■ What to produce: Repeat the material below word for word and leave out all pictures.
[start of Records to process]
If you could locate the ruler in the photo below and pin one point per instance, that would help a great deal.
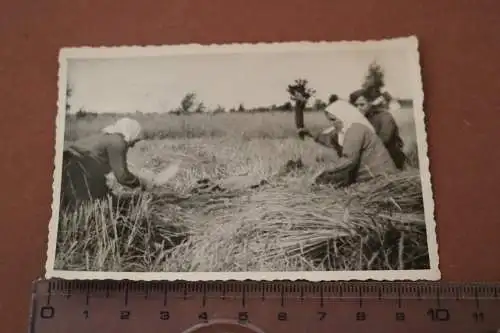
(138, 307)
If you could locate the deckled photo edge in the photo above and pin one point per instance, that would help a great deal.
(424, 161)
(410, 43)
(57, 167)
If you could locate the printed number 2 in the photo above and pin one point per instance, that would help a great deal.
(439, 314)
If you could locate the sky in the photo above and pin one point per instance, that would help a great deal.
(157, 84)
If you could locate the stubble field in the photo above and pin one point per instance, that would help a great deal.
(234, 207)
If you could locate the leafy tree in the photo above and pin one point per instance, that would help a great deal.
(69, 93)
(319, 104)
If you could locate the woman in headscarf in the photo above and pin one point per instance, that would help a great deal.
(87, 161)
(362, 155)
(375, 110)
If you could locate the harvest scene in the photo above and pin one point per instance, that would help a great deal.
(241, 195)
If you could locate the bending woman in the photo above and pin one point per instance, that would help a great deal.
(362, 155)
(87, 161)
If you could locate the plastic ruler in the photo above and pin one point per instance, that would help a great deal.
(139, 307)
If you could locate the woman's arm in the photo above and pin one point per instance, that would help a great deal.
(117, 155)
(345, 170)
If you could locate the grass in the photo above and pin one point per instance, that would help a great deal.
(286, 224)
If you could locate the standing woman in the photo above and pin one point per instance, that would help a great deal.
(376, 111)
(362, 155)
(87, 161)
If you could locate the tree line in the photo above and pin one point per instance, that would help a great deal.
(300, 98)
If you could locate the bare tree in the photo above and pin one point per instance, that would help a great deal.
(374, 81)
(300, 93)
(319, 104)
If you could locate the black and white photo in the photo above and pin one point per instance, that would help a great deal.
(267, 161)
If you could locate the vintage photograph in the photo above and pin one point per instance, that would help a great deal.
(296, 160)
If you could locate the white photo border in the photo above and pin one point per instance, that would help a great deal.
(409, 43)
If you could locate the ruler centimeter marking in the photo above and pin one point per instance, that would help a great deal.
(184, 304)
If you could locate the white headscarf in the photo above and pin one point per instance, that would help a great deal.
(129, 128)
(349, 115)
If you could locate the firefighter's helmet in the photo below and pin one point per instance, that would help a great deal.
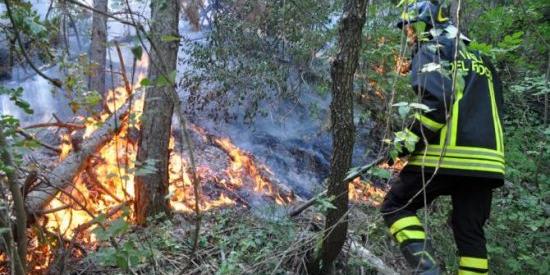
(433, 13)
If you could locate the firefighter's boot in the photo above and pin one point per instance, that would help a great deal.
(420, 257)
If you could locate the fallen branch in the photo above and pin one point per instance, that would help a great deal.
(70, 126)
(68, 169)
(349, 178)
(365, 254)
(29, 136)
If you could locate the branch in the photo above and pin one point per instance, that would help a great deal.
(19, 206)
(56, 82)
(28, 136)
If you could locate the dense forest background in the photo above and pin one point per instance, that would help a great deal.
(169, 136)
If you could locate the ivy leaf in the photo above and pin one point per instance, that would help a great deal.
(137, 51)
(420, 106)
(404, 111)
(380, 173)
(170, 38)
[end of Records to process]
■ Complete response:
If you could locate the ruler in the photo below and pin one point per instance, that would help a great deal.
(138, 307)
If you could locate the deckled photo edge in the photo above and pin one point per instance, that would help a great deal.
(424, 161)
(410, 43)
(57, 167)
If you could locate the printed number 2 in the photo above and pin one point per instance, that would help a great deal.
(439, 314)
If you could locate the sky in the photo above and pin one point per instance, that would help a great deal.
(157, 84)
If you could locate the stubble field in the photo above and pin one point per instance, that would help a great deal.
(234, 207)
If you could locate the leafy tree in the photo above and pin one point per instance, that would help a great deal.
(69, 93)
(319, 104)
If you could locate the woman in headscarf in the photo above and pin one point per instance, that would help a great deal.
(87, 161)
(362, 155)
(375, 110)
If you could locate the harvest scene in the photo above and pin one point per instance, that would help a great deal.
(241, 195)
If you could locate the bending woman in the photo above and pin one point per instance, that would help a great deal.
(362, 155)
(87, 161)
If you could locate the plastic ruler in the photo above and pin one point per instance, that would help a great deal.
(139, 307)
If you could locate the woman's arm in the photo above and pin one point per instance, that would help a great deal.
(117, 155)
(345, 170)
If you could locate the grass in the photo above and pin one point per instance, that would help a great deal.
(286, 224)
If you could locate the standing woman in the photo above and pin one point per instance, that would help a great deal.
(376, 111)
(362, 155)
(87, 161)
If you could locate the tree line in the photo above and pin one point per instance, that would help a great deal.
(300, 98)
If you could locate the bare tree in the photo above and pin one point per instance, that would help a great deal.
(374, 81)
(300, 93)
(319, 104)
If you could locate the black and white photo in the photo above and pin one point per instance, that would help a great deal.
(267, 161)
If you could locate the vintage photograph in the photo above and pin one point per instance, that would help a great deal.
(296, 160)
If you could locate the white photo border in the photo above and pin one point per instance, that would help a great deal.
(409, 43)
If you could locate the ruler centimeter marking in the photo above and pin one point per instance, that would help a great deal.
(184, 304)
If you could locate the white headscarf in the photo above and pin one point per instance, that would help a great deal.
(129, 128)
(349, 115)
If you could locate the firefighter's helmet in the photo below and pin one point per instance, that would help a great deal.
(433, 13)
If you could locate the firefighter's boot in the photo above and pin one point per instance, that would help a great deal.
(420, 257)
If you could locate the fallen branch in the photo above and pin one point per instance, that would help a great deal.
(70, 126)
(68, 169)
(349, 178)
(365, 254)
(29, 136)
If you could locate the branch in the photo above and pin one point per instance, that would help a great deal.
(19, 206)
(56, 82)
(28, 136)
If you could locate the dense forest background in the photo above and pin one point per instance, that would help a great deal.
(169, 136)
If you could locate the ivy leaf in the photo above and pin one point per instance, that would help a great deal.
(137, 51)
(420, 106)
(404, 111)
(380, 173)
(170, 38)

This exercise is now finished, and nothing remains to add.